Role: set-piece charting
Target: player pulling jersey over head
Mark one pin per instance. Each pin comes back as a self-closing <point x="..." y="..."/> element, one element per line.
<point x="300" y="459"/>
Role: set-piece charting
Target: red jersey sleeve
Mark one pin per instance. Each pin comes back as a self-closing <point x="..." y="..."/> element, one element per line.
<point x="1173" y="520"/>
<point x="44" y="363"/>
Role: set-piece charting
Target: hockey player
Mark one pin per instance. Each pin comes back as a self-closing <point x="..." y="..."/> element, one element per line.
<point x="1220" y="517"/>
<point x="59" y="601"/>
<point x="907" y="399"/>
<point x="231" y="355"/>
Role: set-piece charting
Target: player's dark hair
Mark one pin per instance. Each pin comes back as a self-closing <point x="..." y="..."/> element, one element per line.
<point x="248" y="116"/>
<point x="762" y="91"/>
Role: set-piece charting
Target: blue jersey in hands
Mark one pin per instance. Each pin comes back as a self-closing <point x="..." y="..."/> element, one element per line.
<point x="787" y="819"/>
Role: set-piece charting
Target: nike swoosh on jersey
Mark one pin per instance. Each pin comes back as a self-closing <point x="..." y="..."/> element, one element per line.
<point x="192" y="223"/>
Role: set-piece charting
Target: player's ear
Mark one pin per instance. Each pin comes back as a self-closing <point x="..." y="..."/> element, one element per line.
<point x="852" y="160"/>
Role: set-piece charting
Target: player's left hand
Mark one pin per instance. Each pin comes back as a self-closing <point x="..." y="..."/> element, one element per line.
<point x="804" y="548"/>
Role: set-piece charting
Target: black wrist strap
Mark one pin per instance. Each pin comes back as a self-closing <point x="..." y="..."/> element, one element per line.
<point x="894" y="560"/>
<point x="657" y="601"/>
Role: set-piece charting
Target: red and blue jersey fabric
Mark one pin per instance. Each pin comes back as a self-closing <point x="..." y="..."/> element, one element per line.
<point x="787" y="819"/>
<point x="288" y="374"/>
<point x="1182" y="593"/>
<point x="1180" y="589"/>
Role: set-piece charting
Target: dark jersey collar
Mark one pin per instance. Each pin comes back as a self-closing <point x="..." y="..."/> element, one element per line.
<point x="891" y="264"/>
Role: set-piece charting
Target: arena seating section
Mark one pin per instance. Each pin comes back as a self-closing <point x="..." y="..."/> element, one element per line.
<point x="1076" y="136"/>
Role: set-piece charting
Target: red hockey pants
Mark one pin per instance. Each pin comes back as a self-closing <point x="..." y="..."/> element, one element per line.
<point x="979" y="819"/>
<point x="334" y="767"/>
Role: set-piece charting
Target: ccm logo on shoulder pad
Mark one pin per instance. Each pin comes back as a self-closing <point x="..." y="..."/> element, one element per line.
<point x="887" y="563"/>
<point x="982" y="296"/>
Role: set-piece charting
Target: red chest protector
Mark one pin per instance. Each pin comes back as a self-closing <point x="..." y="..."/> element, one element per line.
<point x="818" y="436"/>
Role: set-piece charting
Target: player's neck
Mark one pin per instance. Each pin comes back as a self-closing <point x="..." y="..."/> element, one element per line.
☆ ☆ ☆ ☆ ☆ ☆ ☆
## Do this
Copy out each line from the rows above that contains the word "dark".

## Exercise output
Target: player's dark hair
Target: dark jersey collar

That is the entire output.